[Stored data entries]
+ + + + +
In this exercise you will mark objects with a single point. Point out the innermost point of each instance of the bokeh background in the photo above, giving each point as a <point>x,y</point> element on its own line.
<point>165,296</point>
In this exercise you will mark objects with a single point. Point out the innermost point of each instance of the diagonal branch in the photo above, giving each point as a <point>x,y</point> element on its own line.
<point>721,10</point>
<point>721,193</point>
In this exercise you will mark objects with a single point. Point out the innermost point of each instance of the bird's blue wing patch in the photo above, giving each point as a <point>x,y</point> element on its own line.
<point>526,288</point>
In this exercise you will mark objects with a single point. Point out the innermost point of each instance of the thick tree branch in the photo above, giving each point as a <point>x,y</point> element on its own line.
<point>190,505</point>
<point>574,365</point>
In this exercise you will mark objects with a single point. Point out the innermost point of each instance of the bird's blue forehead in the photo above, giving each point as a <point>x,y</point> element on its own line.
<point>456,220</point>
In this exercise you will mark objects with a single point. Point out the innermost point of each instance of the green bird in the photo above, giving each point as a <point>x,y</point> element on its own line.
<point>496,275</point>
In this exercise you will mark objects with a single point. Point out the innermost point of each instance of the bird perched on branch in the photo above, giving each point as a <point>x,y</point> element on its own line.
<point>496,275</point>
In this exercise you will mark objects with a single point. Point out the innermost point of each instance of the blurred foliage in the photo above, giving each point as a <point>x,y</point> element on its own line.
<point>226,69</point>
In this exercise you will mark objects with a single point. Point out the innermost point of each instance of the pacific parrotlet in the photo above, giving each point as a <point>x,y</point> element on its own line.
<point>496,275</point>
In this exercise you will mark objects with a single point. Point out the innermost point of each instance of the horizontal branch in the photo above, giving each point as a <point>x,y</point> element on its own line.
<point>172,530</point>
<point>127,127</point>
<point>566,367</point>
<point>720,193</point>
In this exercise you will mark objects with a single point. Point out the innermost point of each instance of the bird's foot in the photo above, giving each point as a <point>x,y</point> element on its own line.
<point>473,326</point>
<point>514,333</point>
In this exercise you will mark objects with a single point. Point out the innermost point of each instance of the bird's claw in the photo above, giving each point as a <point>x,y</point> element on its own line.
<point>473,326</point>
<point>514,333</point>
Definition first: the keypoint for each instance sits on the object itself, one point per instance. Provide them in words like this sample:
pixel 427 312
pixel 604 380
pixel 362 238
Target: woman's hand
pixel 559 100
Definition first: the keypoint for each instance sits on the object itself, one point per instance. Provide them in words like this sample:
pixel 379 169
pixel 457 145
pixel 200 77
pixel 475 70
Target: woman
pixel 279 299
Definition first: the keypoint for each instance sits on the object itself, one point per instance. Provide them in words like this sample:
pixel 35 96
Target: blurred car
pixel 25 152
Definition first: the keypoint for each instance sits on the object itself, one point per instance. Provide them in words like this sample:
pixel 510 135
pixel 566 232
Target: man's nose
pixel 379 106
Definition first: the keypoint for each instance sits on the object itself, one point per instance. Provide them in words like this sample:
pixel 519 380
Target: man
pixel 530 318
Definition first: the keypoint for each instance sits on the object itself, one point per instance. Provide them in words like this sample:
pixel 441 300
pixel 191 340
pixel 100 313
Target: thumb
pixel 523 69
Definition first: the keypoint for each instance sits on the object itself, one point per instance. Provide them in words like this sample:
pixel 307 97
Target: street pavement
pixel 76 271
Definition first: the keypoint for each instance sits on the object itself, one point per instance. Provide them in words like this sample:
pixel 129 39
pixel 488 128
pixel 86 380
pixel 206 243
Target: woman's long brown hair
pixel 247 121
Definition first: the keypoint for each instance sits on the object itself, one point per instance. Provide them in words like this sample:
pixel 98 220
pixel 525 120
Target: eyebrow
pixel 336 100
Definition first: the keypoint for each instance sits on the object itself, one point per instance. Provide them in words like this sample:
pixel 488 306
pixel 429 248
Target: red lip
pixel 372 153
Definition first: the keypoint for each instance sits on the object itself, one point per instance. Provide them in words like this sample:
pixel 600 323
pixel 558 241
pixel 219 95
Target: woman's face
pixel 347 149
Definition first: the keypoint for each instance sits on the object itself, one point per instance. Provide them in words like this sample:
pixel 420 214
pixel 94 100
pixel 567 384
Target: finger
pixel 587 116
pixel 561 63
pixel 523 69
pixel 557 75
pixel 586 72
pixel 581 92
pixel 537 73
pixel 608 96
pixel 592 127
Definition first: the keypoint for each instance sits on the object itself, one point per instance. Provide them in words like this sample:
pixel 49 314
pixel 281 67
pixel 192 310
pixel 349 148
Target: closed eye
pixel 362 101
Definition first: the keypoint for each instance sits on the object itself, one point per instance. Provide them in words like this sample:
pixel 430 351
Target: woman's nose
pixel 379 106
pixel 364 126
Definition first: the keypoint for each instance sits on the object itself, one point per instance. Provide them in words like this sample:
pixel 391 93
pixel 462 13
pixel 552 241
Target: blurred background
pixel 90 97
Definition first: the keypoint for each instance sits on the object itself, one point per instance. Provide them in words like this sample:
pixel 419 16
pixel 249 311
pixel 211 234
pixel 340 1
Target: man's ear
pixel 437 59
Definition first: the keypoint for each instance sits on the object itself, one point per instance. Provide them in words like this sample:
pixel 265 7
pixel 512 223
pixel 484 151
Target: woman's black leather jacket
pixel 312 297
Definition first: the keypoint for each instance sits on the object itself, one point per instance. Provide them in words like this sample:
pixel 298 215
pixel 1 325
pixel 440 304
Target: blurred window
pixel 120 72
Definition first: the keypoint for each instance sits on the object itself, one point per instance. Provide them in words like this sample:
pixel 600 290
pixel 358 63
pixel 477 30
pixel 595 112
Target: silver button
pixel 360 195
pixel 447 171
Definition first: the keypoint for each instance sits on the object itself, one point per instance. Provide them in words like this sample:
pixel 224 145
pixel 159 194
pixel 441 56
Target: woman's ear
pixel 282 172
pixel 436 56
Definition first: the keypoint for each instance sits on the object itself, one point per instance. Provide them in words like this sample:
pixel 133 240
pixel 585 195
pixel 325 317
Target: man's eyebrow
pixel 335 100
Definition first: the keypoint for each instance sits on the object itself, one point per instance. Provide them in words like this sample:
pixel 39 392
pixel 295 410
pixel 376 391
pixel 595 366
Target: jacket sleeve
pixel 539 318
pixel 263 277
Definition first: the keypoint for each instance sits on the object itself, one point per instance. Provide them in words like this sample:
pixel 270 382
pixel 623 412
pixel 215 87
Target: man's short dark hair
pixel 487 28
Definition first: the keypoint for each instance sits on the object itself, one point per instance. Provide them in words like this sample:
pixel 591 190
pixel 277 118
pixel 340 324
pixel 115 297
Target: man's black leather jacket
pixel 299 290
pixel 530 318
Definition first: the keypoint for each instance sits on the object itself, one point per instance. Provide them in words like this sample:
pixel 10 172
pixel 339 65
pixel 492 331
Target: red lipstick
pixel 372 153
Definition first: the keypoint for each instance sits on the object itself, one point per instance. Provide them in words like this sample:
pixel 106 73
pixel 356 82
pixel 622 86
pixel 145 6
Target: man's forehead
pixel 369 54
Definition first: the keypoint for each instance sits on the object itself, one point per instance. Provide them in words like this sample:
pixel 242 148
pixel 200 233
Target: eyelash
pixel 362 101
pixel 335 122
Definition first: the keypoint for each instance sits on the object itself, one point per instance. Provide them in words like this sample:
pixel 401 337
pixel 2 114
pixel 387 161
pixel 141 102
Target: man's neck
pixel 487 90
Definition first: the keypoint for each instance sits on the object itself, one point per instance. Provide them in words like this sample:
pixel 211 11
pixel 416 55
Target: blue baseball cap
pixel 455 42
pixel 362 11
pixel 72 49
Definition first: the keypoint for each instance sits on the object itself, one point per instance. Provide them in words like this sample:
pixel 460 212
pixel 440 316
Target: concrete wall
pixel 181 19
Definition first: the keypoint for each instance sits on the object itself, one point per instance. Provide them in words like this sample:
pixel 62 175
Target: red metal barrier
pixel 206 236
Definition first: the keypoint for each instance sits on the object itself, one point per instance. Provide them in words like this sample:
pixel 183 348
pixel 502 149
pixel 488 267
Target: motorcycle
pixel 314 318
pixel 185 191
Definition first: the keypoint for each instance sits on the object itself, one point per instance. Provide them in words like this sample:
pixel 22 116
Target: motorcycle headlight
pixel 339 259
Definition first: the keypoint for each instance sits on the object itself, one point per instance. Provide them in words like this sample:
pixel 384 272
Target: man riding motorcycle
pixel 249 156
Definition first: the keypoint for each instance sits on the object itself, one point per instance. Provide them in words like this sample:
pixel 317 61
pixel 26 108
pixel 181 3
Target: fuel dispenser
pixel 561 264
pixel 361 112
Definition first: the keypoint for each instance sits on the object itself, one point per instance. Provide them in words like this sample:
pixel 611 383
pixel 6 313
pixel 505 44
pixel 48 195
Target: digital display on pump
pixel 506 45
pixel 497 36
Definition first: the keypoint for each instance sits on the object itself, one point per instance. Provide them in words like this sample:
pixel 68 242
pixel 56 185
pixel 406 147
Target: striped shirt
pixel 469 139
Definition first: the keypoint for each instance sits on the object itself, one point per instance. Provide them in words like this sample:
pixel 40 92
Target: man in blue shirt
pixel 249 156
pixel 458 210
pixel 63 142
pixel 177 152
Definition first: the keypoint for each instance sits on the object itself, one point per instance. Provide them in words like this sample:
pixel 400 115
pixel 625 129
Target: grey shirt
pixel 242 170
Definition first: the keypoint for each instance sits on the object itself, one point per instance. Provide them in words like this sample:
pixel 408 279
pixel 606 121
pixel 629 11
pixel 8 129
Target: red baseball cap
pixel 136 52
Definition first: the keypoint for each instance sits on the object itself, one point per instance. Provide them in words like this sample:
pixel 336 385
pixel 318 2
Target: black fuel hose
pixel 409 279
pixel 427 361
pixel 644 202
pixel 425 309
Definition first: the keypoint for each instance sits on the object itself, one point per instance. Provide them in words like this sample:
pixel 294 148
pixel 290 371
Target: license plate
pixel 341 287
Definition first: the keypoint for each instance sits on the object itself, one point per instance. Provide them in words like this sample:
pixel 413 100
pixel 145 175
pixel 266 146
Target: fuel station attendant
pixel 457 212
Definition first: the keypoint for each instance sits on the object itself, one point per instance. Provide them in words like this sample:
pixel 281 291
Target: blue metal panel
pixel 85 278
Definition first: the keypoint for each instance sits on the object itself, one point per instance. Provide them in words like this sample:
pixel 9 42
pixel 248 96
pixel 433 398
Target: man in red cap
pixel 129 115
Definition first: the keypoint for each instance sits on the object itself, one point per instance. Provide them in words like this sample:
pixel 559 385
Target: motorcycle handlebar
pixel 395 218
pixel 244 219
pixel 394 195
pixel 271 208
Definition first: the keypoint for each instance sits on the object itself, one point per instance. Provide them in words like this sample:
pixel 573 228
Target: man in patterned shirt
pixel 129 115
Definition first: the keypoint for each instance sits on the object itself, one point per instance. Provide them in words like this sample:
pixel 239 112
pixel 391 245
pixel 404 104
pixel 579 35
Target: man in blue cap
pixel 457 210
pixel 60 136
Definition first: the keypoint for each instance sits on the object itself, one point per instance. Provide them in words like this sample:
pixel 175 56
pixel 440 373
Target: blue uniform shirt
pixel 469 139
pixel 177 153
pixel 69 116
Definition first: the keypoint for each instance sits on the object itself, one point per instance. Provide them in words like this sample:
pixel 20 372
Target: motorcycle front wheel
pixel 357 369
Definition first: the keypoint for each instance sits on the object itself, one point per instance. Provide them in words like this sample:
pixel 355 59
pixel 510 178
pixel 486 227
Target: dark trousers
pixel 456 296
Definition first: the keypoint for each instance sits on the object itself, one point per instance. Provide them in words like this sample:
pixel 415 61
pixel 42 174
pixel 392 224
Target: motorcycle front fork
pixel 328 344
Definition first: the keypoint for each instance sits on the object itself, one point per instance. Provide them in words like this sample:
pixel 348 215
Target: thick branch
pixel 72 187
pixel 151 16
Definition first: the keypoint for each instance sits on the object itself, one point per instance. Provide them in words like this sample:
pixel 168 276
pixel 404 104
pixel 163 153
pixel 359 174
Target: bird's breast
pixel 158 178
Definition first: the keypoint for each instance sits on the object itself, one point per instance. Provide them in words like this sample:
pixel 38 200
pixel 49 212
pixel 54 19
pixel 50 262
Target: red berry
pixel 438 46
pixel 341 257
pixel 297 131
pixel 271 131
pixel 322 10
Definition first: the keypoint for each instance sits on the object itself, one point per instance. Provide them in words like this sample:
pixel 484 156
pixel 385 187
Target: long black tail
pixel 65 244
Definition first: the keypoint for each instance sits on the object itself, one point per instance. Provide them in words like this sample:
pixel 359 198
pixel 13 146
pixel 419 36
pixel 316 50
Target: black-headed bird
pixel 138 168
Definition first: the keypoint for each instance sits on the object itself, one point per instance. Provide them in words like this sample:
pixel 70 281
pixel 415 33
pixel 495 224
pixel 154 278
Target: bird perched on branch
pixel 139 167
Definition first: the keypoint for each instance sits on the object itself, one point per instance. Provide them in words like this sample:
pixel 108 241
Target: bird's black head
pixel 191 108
+ + + + +
_Exercise aim_:
Proceeding from the line containing "pixel 336 385" through the line containing "pixel 266 146", transcribe the lines above exactly, both end lines included.

_Response_:
pixel 336 385
pixel 318 2
Target: black fuel hose
pixel 409 279
pixel 427 361
pixel 644 202
pixel 425 309
Definition first: the keypoint for each instance sits on the object itself, one point per instance. Provide them in words like this sample:
pixel 294 148
pixel 290 371
Target: license plate
pixel 341 287
Definition first: the keypoint for each instance sits on the object itself, one point per instance. Provide them in words like this sample:
pixel 413 100
pixel 145 175
pixel 266 146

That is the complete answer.